- SET EXERCISE A -
How many lines in the records contain the string "instances"? Treat uppercase and lowercase as different, and reply with the number alone.

An Anglo-American Effort

Originally posted July 4, 2007

I’ve tried for the past few days to come up with something utterly suitable for sharing on Independence Day. I mentally sorted through album titles and group names, trying to find something that fits the tenor of the holiday. It’s been tougher than I thought it would be.

I pondered Paul Revere & The Raiders, but I came to the conclusion that I didn’t have anything all that interesting by the group to share. I’ve got a greatest hits album on vinyl that’s likely in pretty good shape – I got it new sometime in the late 1960s and haven’t played it that often, as PR&R never really grabbed me that much. I guess I should look more closely to see if there’s anything on the record that’s noteworthy, but not today.

In the spirit of this evening’s anticipated activities, I thought about José Feliciano’s 1970 album Fireworks, and I was surprised to realize that I don’t own it. I recall my pal Rick having a copy back around the time the record came out, and I had thought it was in the stack of records he gave me in November of 1974, when I was housebound after an auto accident. The stack included albums by Quincy Jones; Blood, Sweat & Tears; the Association; Crosby, Stills, Nash & Young; and two by the Bee Gees. But no Feliciano.

The process of digging for the two records – the one by PR&R that I do have and the one by Feliciano that I don’t – led me to ponder the lists I consult when I think about music. I have a log of the LPs – the count is currently about 2,950, a few of which the Texas Gal contributed to the collection when we merged households. I have a log of our CD’s, which right now number about 660.

And I have a list that I put together about fifteen years ago of LPs I want to buy. That list runs about thirty pages, with many of the entries lined through with a notation of “CD,” meaning I no longer seek the vinyl as I have the CD.

Nor am I as driven to find records on the list as I once was. Part of that, I am sure, is that I no longer live within a mile of Cheapo’s, the massive music store on Lake Street in south Minneapolis. It used to be a Best Buy store, and the large basement is devoted to more vinyl than I’ve seen anywhere else in the past fifteen years. When I lived nearby, the vinyl was located in the back third of the main floor, and due to my thrice-weekly (at least) visits, I had as good a knowledge of the vinyl inventory as any of the clerks. That ended once I moved out of the neighborhood and I got there maybe once every month. Now that we live in St. Cloud, I get there maybe once a year.

And for that reason – and probably because of the ease of buying things online and the convenience of buying re-releases on CD instead of the original vinyl – I don’t look at the “want list” all that often.

(Segmentation labeling entries)
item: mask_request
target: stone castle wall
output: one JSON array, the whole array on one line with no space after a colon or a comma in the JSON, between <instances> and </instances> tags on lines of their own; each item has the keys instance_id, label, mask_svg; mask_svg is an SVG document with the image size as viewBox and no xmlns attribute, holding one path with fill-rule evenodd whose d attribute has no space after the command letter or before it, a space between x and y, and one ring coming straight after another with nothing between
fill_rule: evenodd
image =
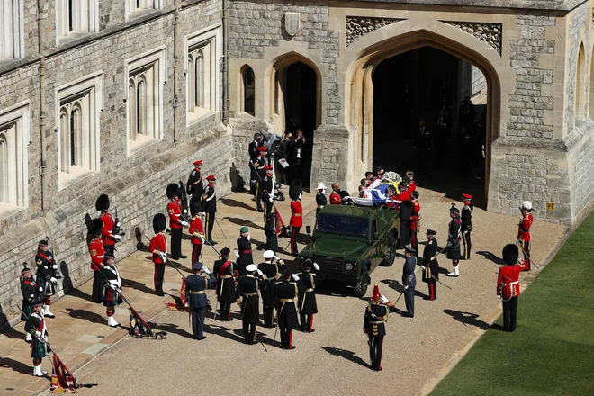
<instances>
[{"instance_id":1,"label":"stone castle wall","mask_svg":"<svg viewBox=\"0 0 594 396\"><path fill-rule=\"evenodd\" d=\"M58 294L76 287L91 277L86 246L88 215L98 215L94 202L108 194L112 214L117 209L122 229L127 232L118 245L118 258L136 251L134 237L138 229L144 236L152 235L151 220L157 212L165 212L168 183L185 183L192 162L202 158L204 173L215 173L218 196L230 191L233 152L232 135L221 126L220 112L186 126L186 79L183 74L185 54L184 36L220 23L221 1L184 2L179 13L180 73L178 119L174 119L174 14L173 0L165 2L164 10L148 12L123 22L123 4L100 2L99 33L77 39L57 47L53 24L53 1L44 3L42 14L47 23L46 128L45 147L40 147L39 53L37 51L36 2L25 2L25 49L27 59L18 69L6 71L19 61L0 62L0 112L24 101L31 102L31 144L28 146L28 207L0 219L0 328L19 320L16 308L22 303L19 276L22 263L34 266L37 242L51 238L51 248L61 266ZM163 86L163 140L134 152L127 153L127 97L124 66L127 59L160 46L166 47L166 85ZM100 115L100 172L58 190L56 88L103 71L104 106ZM221 103L221 102L220 102ZM177 145L174 142L174 122L177 127ZM46 212L41 217L41 149L47 155ZM147 240L145 239L145 243Z\"/></svg>"}]
</instances>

- SET EXERCISE B -
Extend the post about record collecting, picking up right after its final sentence.

- EXERCISE OUTPUT A -
3

- EXERCISE OUTPUT B -
I do recall the nights I spent putting it together. I surrounded myself with reference books as I sat at my old Macintosh – I’d gotten it used at a garage sale – trying to decide from numerous reviews which LPs were worth seeking out. I look at the list now, and my tastes have altered enough in the past fifteen years that I shake my head at some of the entries.

And then there was the first time I was able to delete an album from the list after purchasing it. It was a Monday in December 1998, two days after the Great Blues Bonanza. I’d been making my way idly through the country albums at Cheapo’s when I came across an LP with very odd artwork: a very realistic painting of a buffalo skull with a human heart painted on it, mounted atop what looked like a marble pillar. It took me aback. Then I saw the printing across the top of the jacket: “Boo Hewerdine and Darden Smith: Evidence.”

That jogged my memory. I’d read about the record in the Rolling Stone Album Guide, which gave it four out of five stars. So I bought it. It turned out to be marvelous, a blending of country, pop, folk and rock that the two singers recorded almost as an afterthought in 1989, with twelve of the thirteen tracks recorded in Austin, Texas, and the last recorded in London. Not only is the album utterly enjoyable for its songwriting, production and performances, but it also was my introduction to the two musicians, both of whom remain among my favorites today.

(I admit leaning more these days toward Smith than to Hewerdine, whose career began with the British group The Bible. I find more satisfaction in Smith’s blend of country, rock and folk than I do in Hewerdine’s melancholy pop. But both are fine musicians, and the world could do much worse than to pay more attention to the two of them.)

So, as I could not find anything today in the collection that represented as well as I would like the separation from Great Britain that we celebrate on Independence Day, I thought I would share an album that stands as an example of Anglo-American cooperation: Evidence by Boo Hewerdine and Darden Smith.

Track listing:
All I Want (Is Everything)
Under The Darkest Moon
Reminds Me (A Little Of You)
South by South-West
These Chains
The First Chill of Winter
Out of This World
Love is a Strange Hotel
Evidence
Oil on the Water
Tell Me Why
Who, What, Where and Why?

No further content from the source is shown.